* _Records shown_
◆ ◆ ◆ ◆ ◆ ◆ ◆

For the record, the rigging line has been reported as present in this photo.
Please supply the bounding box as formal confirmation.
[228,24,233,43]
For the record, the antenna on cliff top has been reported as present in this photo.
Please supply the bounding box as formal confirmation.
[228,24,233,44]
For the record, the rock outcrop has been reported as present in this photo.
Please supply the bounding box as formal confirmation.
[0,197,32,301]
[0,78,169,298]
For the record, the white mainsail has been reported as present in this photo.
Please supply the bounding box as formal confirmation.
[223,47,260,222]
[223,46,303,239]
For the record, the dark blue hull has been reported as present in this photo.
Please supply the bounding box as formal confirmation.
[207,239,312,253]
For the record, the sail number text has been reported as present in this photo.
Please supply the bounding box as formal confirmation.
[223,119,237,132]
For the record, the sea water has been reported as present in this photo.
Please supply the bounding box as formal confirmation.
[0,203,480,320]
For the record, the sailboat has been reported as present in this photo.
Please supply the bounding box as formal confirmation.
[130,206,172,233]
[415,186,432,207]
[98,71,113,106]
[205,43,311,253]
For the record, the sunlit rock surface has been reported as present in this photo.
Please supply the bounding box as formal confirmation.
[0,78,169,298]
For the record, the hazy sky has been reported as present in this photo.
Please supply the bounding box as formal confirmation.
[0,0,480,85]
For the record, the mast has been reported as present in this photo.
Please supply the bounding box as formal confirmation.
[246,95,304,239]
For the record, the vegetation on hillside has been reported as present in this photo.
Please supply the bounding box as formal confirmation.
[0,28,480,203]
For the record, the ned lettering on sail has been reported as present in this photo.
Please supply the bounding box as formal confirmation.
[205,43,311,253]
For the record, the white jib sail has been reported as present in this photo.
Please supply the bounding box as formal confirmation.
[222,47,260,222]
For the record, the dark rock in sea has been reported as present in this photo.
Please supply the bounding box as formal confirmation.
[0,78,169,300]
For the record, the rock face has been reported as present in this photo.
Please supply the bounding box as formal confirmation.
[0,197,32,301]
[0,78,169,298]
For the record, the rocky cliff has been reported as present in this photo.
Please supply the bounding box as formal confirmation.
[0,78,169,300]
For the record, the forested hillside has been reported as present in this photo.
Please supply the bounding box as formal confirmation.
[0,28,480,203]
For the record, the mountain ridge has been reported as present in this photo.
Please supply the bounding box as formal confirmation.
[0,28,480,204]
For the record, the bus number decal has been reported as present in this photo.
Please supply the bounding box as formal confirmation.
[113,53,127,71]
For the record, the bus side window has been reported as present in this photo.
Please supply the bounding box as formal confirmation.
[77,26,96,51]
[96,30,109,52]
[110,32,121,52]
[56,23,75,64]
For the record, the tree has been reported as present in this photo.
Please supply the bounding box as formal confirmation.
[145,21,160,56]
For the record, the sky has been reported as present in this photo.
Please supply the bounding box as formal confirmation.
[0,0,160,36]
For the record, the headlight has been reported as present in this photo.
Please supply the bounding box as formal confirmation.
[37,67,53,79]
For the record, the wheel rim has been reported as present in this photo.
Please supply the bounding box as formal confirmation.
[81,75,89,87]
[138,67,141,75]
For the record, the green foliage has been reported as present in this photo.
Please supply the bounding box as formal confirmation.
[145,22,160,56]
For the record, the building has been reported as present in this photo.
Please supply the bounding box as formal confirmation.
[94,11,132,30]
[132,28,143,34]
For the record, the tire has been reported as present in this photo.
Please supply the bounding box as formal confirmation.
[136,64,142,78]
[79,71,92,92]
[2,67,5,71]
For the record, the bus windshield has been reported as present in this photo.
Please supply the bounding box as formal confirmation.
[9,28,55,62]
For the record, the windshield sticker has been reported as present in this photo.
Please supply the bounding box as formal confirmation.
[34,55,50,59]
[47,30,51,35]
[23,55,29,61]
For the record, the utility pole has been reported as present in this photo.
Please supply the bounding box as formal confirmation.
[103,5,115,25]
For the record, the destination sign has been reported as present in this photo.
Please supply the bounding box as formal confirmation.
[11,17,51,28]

◆ ◆ ◆ ◆ ◆ ◆ ◆

* _Goal_
Copy out every line above, substituting "official confirmation" for each occurrence of "formal confirmation" and leaving all other wording unchanged.

* _Solved exercise_
For the record, the rigging line has been reported as present in this photo.
Please supply the bounding box as official confirmation.
[228,24,233,43]
For the record, the antenna on cliff top has been reported as present in this photo.
Please supply the bounding box as official confirmation.
[228,24,233,44]
For the record, the rock outcrop has been reported as present in this photo.
Please supply the bounding box as official confirmation.
[0,197,32,301]
[0,78,169,298]
For the record, the white mainsail has been reported as present in this photo.
Please supply the bounding box as official confirmation.
[223,47,260,222]
[223,46,303,239]
For the record, the dark blue hull has been reported as present in this photo.
Please supply the bounding box as official confirmation.
[207,239,312,253]
For the record, the sail number text has been reported as present in this photo.
Please supply the bounding box as official confirmation.
[223,119,237,132]
For the record, the sea water has been reported as present in this photo.
Please supply the bounding box as official confirmation.
[0,203,480,320]
For the record, the sailboat has been reported as present in this photo.
Please supply the bounding box as official confirmation.
[130,206,172,233]
[415,186,432,207]
[98,71,113,106]
[205,43,311,253]
For the record, the sunlit rock surface has been reported as present in this photo.
Please supply the bounding box as official confirmation.
[0,78,169,298]
For the record, the hazy sky has been reported as present in this photo.
Please supply the bounding box as official confirmation.
[0,0,480,85]
For the record, the mast has been reported as present in this photo.
Please supply the bounding box as official confirmation.
[246,95,304,239]
For the record, the vegetation on hillside has been reported as present in this photo.
Please supply the bounding box as official confirmation.
[0,28,480,203]
For the record, the ned lettering on sail has been reported as present in this photo.
Please supply the bounding box as official confirmation.
[205,43,311,253]
For the record, the white jib sail has been reported as present in this photo.
Please supply the bounding box as official confirmation.
[222,47,260,222]
For the record, the dark rock in sea has been reported as present in this photo.
Please supply the bounding box as official confirmation.
[0,78,169,300]
For the record, the rock face has been reported as present in this photo.
Please supply the bounding box as official confirmation.
[0,197,32,301]
[0,78,169,298]
For the record, the rocky cliff has been reported as present in this photo.
Please supply the bounding box as official confirmation.
[0,78,169,300]
For the record, the forested hillside has been reported as present in this photo.
Please supply the bounding box as official confirmation.
[0,28,480,203]
For the record, the mountain ridge has been reported as present in this photo.
Please supply the bounding box as official confirmation.
[0,28,480,204]
For the record, the bus number decal has been reported as present in this photo.
Please supply the bounding box as official confirmation.
[113,53,127,71]
For the record, the bus side window has been reported as present in this photo.
Please supply the bounding box as official confirmation.
[77,26,96,51]
[96,30,109,52]
[110,32,121,52]
[56,23,75,64]
For the record, the tree has been reported as present in this photo.
Please supply the bounding box as official confirmation.
[145,21,160,56]
For the record, the sky has been reported as present in this photo.
Please supply the bounding box as official confirmation.
[0,0,160,36]
For the record, the headlight has been reported as present in this photo.
Please supply the bounding box as official confirmation.
[37,67,53,79]
For the record, the wheel rim has been reported as present in this photo.
Please supply the bounding box as official confirmation.
[81,75,89,87]
[138,67,141,75]
For the record, the green foliage has been reported as present in this photo.
Please supply the bounding box as official confirmation.
[145,22,160,56]
For the record, the building has been reported as present in this photo.
Please supply the bounding box as official confirmation.
[94,11,132,30]
[132,28,143,34]
For the record, the tire has been reported as present in this photo.
Please supply the bounding box as official confirmation.
[136,64,142,78]
[79,71,92,92]
[2,67,5,71]
For the record, the bus windshield has been reported as present in this photo.
Please supply the bounding box as official confirmation.
[9,28,55,62]
For the record, the windshield sticker has been reported as present in this photo.
Please supply the bounding box as official confirmation.
[34,55,50,59]
[47,30,51,35]
[23,55,29,61]
For the record, the utility pole has been reported as present in this photo.
Please supply the bounding box as official confirmation.
[103,5,115,25]
For the record, the destination sign has been reported as present in this photo.
Please supply the bounding box as official confirmation.
[11,17,51,28]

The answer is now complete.